▶ [DESCRIPTION OF THE TASK]: Rewrite the data below as a numbered list, one line per item, and leave out any blank lines.

[Start SUPPLIED INFORMATION]

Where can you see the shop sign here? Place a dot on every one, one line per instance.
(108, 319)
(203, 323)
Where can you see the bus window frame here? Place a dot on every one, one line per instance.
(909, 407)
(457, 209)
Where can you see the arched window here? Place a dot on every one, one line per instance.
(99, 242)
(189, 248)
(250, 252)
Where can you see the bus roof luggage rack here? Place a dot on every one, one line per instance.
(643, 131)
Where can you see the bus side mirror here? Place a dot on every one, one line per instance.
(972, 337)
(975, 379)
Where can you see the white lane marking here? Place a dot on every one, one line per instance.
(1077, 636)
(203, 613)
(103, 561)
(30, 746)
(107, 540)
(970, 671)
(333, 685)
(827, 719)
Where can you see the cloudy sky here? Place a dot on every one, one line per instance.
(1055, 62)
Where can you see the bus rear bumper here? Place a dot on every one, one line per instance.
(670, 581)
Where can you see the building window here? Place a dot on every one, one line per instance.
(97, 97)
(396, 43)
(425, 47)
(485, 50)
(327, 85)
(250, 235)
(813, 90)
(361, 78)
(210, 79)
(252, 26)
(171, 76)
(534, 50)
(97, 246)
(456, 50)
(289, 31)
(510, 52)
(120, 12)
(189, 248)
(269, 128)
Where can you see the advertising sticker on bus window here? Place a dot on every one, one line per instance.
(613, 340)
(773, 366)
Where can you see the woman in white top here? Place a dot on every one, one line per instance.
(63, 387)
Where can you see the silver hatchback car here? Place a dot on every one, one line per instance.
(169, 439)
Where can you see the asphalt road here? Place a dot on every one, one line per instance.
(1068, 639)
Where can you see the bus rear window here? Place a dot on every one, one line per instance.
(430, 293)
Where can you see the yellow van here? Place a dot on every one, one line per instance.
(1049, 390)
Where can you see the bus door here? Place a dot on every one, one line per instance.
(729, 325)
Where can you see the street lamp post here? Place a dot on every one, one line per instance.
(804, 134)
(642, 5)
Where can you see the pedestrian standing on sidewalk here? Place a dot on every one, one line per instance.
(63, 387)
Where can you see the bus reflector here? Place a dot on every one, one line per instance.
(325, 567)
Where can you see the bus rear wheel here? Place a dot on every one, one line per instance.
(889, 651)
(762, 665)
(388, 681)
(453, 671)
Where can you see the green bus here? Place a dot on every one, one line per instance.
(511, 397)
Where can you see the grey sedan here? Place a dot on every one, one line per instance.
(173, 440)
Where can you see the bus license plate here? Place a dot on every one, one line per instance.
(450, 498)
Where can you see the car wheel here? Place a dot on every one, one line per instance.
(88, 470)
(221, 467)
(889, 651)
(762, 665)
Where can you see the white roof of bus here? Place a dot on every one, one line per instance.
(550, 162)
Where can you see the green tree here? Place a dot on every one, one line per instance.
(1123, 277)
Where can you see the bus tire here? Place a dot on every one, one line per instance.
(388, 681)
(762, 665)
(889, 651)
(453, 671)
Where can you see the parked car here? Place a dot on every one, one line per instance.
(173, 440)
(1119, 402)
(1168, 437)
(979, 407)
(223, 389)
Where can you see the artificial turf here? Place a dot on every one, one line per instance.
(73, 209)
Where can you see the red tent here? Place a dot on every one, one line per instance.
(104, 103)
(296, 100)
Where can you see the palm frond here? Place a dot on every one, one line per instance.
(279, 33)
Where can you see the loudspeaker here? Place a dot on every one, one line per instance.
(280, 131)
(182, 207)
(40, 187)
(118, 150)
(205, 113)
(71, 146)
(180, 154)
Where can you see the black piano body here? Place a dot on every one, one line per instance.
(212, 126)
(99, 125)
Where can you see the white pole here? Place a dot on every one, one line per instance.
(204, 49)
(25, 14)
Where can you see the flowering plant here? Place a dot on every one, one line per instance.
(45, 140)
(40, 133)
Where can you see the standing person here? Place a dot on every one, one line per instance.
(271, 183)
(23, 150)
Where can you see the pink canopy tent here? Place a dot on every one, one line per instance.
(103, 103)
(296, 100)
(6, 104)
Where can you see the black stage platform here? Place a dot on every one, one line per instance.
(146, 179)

[End SUPPLIED INFORMATION]

▶ [ANSWER TO THIS TASK]:
1. Where can you see the shop sign here? Place a dot on every one, one line per instance.
2. (108, 319)
3. (203, 323)
4. Where can you see the bus window frame here? Place a dot on every one, one line per instance.
5. (909, 407)
6. (457, 209)
7. Where can you see the arched window here? Place a dot on every one, one line per instance.
8. (99, 242)
9. (189, 248)
10. (250, 252)
11. Where can you see the bus roof luggage rack here? Place a dot on every one, one line per instance.
12. (643, 131)
13. Where can you see the bus side mirror here? Place a dot on every one, one line per instance.
14. (972, 337)
15. (975, 379)
16. Where can you see the white lane marking here? Place a dot on every one, one line per instance.
17. (1077, 636)
18. (203, 613)
19. (103, 561)
20. (30, 746)
21. (107, 540)
22. (970, 671)
23. (333, 685)
24. (827, 719)
25. Where can you see the cloudy sky here? Place a dot on every one, one line per instance.
26. (1055, 62)
27. Where can you see the bus rear bumper here? Place a dot on every one, one line per instance.
28. (670, 581)
29. Where can you see the building window here? Place a dot on every one, one line per instance.
30. (97, 97)
31. (396, 43)
32. (425, 47)
33. (485, 50)
34. (327, 85)
35. (250, 235)
36. (813, 90)
37. (361, 78)
38. (210, 79)
39. (252, 26)
40. (171, 76)
41. (534, 50)
42. (97, 246)
43. (456, 50)
44. (289, 31)
45. (510, 52)
46. (120, 12)
47. (189, 248)
48. (269, 128)
49. Where can you see the advertising sticker on bus window here? Place a dot on every one, one line per instance.
50. (613, 340)
51. (773, 366)
52. Where can you see the woman in white top here? Place a dot on every one, one line per instance.
53. (63, 387)
54. Where can you see the silver hatchback car here? Place a dot on every one, one line per instance.
55. (169, 439)
56. Where can you see the asphalt road here? Place a dot on every one, one line per instance.
57. (1068, 639)
58. Where can you see the bus rear window here? Place a dot on every one, one line per instance.
59. (430, 293)
60. Where can you see the yellow van here? Place a dot on every one, one line per instance.
61. (1049, 390)
62. Where can you see the bus door here? Place a dot on every one, one line per instance.
63. (729, 325)
64. Where can you see the street lamp post here? Place a dot on every one, one line per instance.
65. (804, 134)
66. (642, 5)
67. Where can you see the pedestrian standing on sidewalk here? Place a dot on every one, one line per instance.
68. (63, 387)
69. Where can you see the bus reflector here? Place a dot on every one, one line per instance.
70. (325, 567)
71. Where can you see the bus rear wheel here? Place a dot on every one, one line per instance.
72. (889, 651)
73. (762, 665)
74. (388, 681)
75. (453, 671)
76. Where can you see the green bus here? Place a dot on every one, one line per instance.
77. (511, 397)
78. Where can you see the grey sedan here? Place a dot on every one, one line per instance.
79. (173, 440)
80. Where can you see the bus license plate here? Place a dot on every one, one line per instance.
81. (450, 498)
82. Where can you see the car wheel here? Place a dot on every one, one line per instance.
83. (88, 470)
84. (221, 467)
85. (889, 651)
86. (762, 665)
87. Where can you see the white roof of bus here? Place a dot on every one, one line per instance.
88. (550, 162)
89. Where can you see the green tree here? Place a dot on every one, one line per instance.
90. (1123, 277)
91. Where can you see the bus tire here? Place a dot on every one, one line per instance.
92. (388, 681)
93. (762, 665)
94. (889, 651)
95. (453, 671)
96. Where can you see the parked car here? Place a dot on every one, one line per instance.
97. (173, 440)
98. (1119, 402)
99. (1168, 437)
100. (979, 407)
101. (223, 389)
102. Where can you see the artificial turf here? Place a dot on every one, one line per instance.
103. (73, 209)
104. Where can you see the red tent here? Place a dot on every one, one line per instance.
105. (104, 103)
106. (296, 100)
107. Where can you see the palm frond here? Place a dot on every one, one line per instance.
108. (279, 33)
109. Where can you see the loudspeaker here? Place a dot on every one, one line per instance.
110. (280, 131)
111. (182, 207)
112. (40, 187)
113. (118, 150)
114. (205, 113)
115. (71, 146)
116. (180, 154)
117. Where can you see the black piano body here? Place a dot on every one, one line per instance.
118. (212, 126)
119. (99, 125)
120. Where can you see the white pole here? Place a dot on every one, one line per instance.
121. (204, 49)
122. (25, 14)
123. Where can you see the flowering plant here? Place a dot on every one, one line per instance.
124. (45, 140)
125. (40, 133)
126. Where can you see the standing person here? Place a dot on every one, one line per instance.
127. (271, 183)
128. (23, 150)
129. Where can you see the pink canopy tent here? Place a dot on every one, one line per instance.
130. (103, 103)
131. (296, 100)
132. (6, 104)
133. Where can you see the black stage platform here? Place a dot on every one, one line per instance.
134. (146, 179)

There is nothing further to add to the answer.